— Begin Data entries —
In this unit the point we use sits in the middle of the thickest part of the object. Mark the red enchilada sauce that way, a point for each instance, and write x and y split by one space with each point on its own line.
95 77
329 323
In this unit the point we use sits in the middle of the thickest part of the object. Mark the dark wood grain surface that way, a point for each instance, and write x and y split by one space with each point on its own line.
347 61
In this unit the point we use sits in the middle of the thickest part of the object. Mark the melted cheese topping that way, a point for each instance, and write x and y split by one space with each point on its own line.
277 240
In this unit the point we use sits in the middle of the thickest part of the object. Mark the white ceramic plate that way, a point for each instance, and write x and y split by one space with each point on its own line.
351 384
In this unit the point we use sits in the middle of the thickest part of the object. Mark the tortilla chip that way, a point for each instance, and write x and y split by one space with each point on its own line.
— End Data entries —
▶ _Exercise requirements_
Lay out every line of the entries above as a Markdown table with two columns, Number and Text, putting the line's position in Number and the line itself in Text, and leave out any blank lines.

▶ _Answer to this task_
| Number | Text |
|---|---|
| 1 | In this unit the point we use sits in the middle of the thickest part of the object. Mark the red enchilada sauce that way, a point for each instance, and write x and y split by one space with each point on its own line. |
| 2 | 95 77 |
| 3 | 329 323 |
| 4 | In this unit the point we use sits in the middle of the thickest part of the object. Mark the dark wood grain surface that way, a point for each instance, and write x and y split by one space with each point on its own line. |
| 5 | 347 61 |
| 6 | In this unit the point we use sits in the middle of the thickest part of the object. Mark the melted cheese topping that way, a point for each instance, and write x and y split by one space with each point on its own line. |
| 7 | 277 240 |
| 8 | In this unit the point we use sits in the middle of the thickest part of the object. Mark the white ceramic plate that way, a point for each instance, and write x and y split by one space with each point on its own line. |
| 9 | 351 384 |
| 10 | In this unit the point we use sits in the middle of the thickest part of the object. Mark the tortilla chip that way, a point for each instance, and write x and y split by one space with each point on its own line. |